TEXT SHOWN:

Monday, May 29, 2006


Congratulations are in order for Mr. Joe Pendleton.

If you read this week's Sports Illustrated, he is mentioned in the lead paragraph of the Carson Palmer rehabilitation article. Take a bow, o famous friend.


Thursday, May 25, 2006

heyday of the power ballads

In honor of our newest blogger, SJPsandman, I've compiled the following lists of that favorite '80s phenomenon known as the power ballad. Here are the five best and five worst -- can the two be separated? -- power ballads of that memorable era.

Keep in mind, this is the same timeframe that produced a combination of spiked hair and mullet on a 12-year-old Squawking VFR. Your first thought must be, "No, it's can't be. Squawking VFR was always way too cool for that."

Unfortunately, photographic evidence exists somewhere in my mother's scrapbooks.

RECORDS:

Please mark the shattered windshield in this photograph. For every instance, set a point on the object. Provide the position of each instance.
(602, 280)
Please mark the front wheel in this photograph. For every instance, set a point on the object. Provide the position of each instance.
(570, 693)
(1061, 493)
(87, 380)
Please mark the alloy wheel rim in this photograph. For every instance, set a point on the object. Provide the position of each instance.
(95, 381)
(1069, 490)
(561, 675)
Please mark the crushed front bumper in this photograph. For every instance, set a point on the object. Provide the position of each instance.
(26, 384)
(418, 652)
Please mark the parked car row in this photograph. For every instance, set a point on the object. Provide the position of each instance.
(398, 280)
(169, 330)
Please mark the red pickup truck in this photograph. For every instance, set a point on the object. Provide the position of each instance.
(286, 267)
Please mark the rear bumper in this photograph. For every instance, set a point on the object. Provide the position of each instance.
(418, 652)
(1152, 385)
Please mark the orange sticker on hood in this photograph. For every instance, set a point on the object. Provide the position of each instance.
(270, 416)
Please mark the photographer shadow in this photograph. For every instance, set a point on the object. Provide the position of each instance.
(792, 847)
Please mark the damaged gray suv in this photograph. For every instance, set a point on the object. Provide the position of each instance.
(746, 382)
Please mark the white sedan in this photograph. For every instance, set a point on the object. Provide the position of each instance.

GIVEN REQUEST: Continue the blog post about '80s power ballads from its last sentence.

RESULT:
The best:

1. Home Sweet Home, Motley Crue.

While they weren't busy getting high and maiming fellow motorists, Vince Neil and company started the formula that defined 1980s metal: Kickstart an album with a rollicking, hard-core tune filled with head-banging glee, then tone the next single down with the power ballad.

The first one was also the best.

It is also worth noting that a friend of mine taught me how to play the piano portions of this on a keyboard. Sometime while we were in college, this grade-school chum OD'd on heroin and died. Guess he was emulating the Crue a little too much.

2. Love Bites, Def Leppard.

A standard. This was very popular among us seventh graders in North Jersey, and played at all school dances. Because we had been jaded by the whole folly of love by age 12, of course.

3. The Ballad of Jayne, L.A. Guns.

What a shame, what happened to Jayne. What happened? We never learn. All we know is Jayne is in Heaven, and it will be one of the great mysteries of the 80s as to how she got there.

4. House of Pain, Faster Pussycat.

Deadbeat dads cause heartache for little boy. At 18, he's still talking to himself. While the lyrics never explicitly state it, we can assume this child is destined for a life of petty crime and delinquency, all because of the lack of a father figure.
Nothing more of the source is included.